**RECORDED DATA:**
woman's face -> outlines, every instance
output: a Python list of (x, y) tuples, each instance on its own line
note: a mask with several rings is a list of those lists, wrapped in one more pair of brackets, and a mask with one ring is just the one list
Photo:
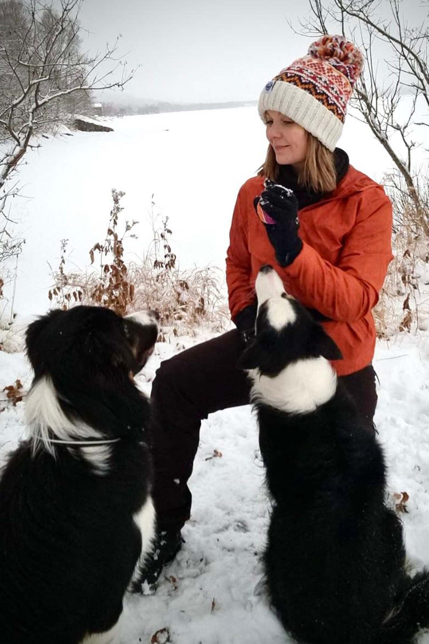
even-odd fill
[(273, 109), (265, 113), (267, 138), (280, 166), (300, 169), (307, 153), (307, 132), (300, 125)]

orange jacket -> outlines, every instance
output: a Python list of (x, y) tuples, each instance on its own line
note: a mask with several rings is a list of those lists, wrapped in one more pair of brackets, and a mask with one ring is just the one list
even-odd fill
[(260, 176), (246, 181), (234, 209), (226, 257), (232, 319), (255, 301), (260, 267), (271, 264), (288, 293), (329, 318), (322, 323), (343, 354), (332, 363), (338, 374), (358, 371), (374, 356), (371, 309), (392, 258), (390, 200), (381, 185), (350, 166), (333, 192), (300, 211), (303, 248), (282, 268), (253, 207), (263, 182)]

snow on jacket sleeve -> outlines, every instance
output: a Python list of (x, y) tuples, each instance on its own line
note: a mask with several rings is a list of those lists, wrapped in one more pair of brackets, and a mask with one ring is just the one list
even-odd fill
[(348, 323), (376, 305), (392, 259), (390, 200), (378, 187), (359, 198), (354, 226), (343, 240), (335, 266), (304, 243), (292, 264), (277, 267), (285, 286), (305, 306)]
[(232, 215), (230, 245), (226, 251), (226, 284), (233, 321), (237, 314), (255, 302), (255, 289), (251, 285), (251, 259), (248, 247), (247, 223), (241, 207), (239, 193)]

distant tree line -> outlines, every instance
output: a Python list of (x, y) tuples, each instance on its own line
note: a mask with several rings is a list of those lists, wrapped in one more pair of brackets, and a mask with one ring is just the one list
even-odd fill
[(136, 114), (158, 114), (163, 112), (183, 112), (195, 109), (221, 109), (225, 108), (241, 108), (248, 105), (255, 105), (255, 102), (243, 100), (228, 101), (217, 103), (169, 103), (165, 101), (150, 102), (134, 102), (123, 104), (113, 102), (103, 102), (104, 116), (129, 116)]

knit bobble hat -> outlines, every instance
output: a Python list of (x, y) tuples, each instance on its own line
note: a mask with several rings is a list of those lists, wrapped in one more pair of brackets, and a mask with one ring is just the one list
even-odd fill
[(333, 152), (345, 118), (347, 101), (363, 66), (363, 56), (340, 35), (324, 35), (270, 80), (259, 97), (259, 116), (280, 112)]

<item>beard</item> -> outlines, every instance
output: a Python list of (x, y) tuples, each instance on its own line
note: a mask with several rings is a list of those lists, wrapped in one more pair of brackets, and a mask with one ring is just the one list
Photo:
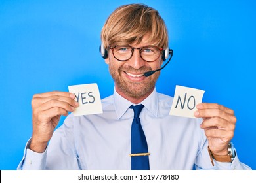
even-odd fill
[(151, 67), (144, 65), (139, 69), (135, 69), (131, 66), (125, 66), (125, 64), (124, 64), (117, 68), (114, 64), (112, 64), (112, 62), (110, 61), (109, 70), (115, 82), (116, 86), (123, 93), (135, 99), (139, 99), (147, 95), (149, 95), (155, 88), (156, 80), (160, 74), (160, 72), (158, 71), (141, 82), (135, 82), (122, 76), (123, 72), (141, 74), (152, 71)]

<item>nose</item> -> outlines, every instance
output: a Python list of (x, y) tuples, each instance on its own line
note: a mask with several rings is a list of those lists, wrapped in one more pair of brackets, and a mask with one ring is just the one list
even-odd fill
[(139, 69), (145, 65), (145, 61), (140, 57), (139, 48), (134, 48), (133, 56), (127, 61), (127, 63), (136, 69)]

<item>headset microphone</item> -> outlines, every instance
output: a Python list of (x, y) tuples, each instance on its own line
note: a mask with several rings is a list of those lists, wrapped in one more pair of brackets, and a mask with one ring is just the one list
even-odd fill
[[(169, 55), (170, 55), (170, 58), (169, 59), (168, 61), (165, 64), (165, 65), (163, 65), (163, 67), (161, 67), (160, 69), (144, 73), (144, 75), (145, 76), (145, 77), (148, 77), (149, 76), (150, 76), (151, 75), (153, 75), (156, 71), (158, 71), (163, 69), (169, 63), (169, 62), (170, 62), (171, 59), (173, 57), (173, 50), (171, 49), (169, 49), (169, 48), (167, 48), (166, 50), (165, 50), (165, 52), (164, 53), (163, 53), (163, 57), (164, 56), (165, 56), (165, 57), (164, 58), (163, 58), (163, 60), (165, 61), (165, 59), (167, 59), (168, 58)], [(166, 52), (167, 52), (167, 54)]]

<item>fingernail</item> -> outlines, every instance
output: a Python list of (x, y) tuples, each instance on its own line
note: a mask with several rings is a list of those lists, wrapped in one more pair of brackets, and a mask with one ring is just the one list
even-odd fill
[(75, 97), (75, 95), (74, 93), (70, 93), (70, 97), (72, 99), (74, 99)]
[(77, 101), (75, 101), (75, 105), (76, 107), (78, 107), (78, 106), (79, 105), (79, 103), (77, 103)]
[(202, 108), (202, 107), (203, 107), (203, 105), (201, 103), (199, 103), (196, 105), (196, 108), (198, 109)]
[(199, 116), (198, 110), (196, 110), (195, 112), (194, 112), (194, 115), (195, 115), (195, 116)]

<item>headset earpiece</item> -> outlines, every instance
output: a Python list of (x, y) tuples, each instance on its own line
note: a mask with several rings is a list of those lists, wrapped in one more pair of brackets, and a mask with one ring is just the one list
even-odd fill
[(170, 55), (171, 56), (173, 56), (173, 50), (169, 48), (166, 48), (166, 49), (163, 50), (162, 52), (163, 52), (163, 56), (162, 56), (163, 61), (165, 61)]
[(100, 44), (100, 54), (104, 59), (108, 58), (108, 50), (102, 44)]

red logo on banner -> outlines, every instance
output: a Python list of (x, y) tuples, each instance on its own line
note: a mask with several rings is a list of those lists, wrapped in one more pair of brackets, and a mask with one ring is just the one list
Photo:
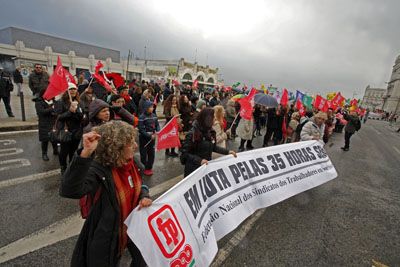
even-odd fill
[(166, 258), (172, 258), (185, 242), (185, 234), (169, 205), (153, 213), (148, 218), (148, 224), (162, 254)]

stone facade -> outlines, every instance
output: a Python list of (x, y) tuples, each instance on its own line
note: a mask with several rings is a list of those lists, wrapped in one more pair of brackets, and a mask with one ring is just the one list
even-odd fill
[[(72, 74), (80, 71), (94, 72), (96, 64), (102, 61), (105, 72), (115, 72), (127, 79), (155, 80), (164, 84), (177, 80), (179, 83), (192, 84), (199, 81), (199, 88), (222, 85), (218, 80), (218, 68), (201, 66), (197, 62), (180, 60), (133, 60), (123, 58), (120, 52), (70, 41), (45, 34), (35, 33), (18, 28), (0, 30), (0, 66), (11, 74), (17, 66), (27, 80), (36, 63), (42, 64), (49, 75), (53, 73), (60, 57), (63, 66)], [(128, 69), (128, 71), (127, 71)]]
[(361, 100), (361, 108), (376, 110), (382, 109), (386, 89), (371, 88), (369, 85), (365, 88), (364, 97)]
[(400, 56), (396, 58), (392, 75), (384, 96), (383, 110), (400, 114)]

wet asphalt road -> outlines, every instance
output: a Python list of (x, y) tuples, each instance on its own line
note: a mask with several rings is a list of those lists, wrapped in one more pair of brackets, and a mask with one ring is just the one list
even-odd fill
[[(37, 133), (0, 135), (6, 139), (15, 144), (0, 143), (0, 149), (23, 152), (0, 156), (0, 168), (15, 166), (0, 169), (0, 183), (58, 169), (51, 153), (49, 162), (41, 160)], [(253, 145), (261, 143), (257, 137)], [(369, 120), (352, 137), (349, 152), (340, 149), (343, 143), (343, 134), (334, 134), (326, 146), (338, 178), (267, 208), (223, 266), (371, 266), (372, 260), (400, 266), (400, 134), (387, 122)], [(228, 141), (229, 149), (238, 146), (238, 138)], [(3, 164), (13, 159), (30, 165)], [(153, 187), (182, 173), (179, 159), (160, 151), (153, 177), (144, 181)], [(0, 248), (79, 211), (76, 200), (58, 196), (60, 178), (0, 187)], [(76, 240), (61, 240), (0, 266), (69, 266)]]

**STATED GOAL:**
Place the lines from the one containing "red logo on" through the one containing "224), (162, 254)]", both included, into a JSON list of strings, one string per line, with blank lines omitted. Leave the pictures out of the answer.

**TASK OUTPUT:**
[
  "red logo on banner -> outlines, every instance",
  "output: a Python list of (x, y) tuples, each instance on its own line",
  "note: a mask with several rings is a list of those lists, wrapped in one more pair of brackets, and a mask with one ring is just the one list",
  "Photo:",
  "even-odd fill",
  "[(166, 258), (172, 258), (185, 242), (185, 234), (169, 205), (153, 213), (148, 218), (148, 224), (162, 254)]"
]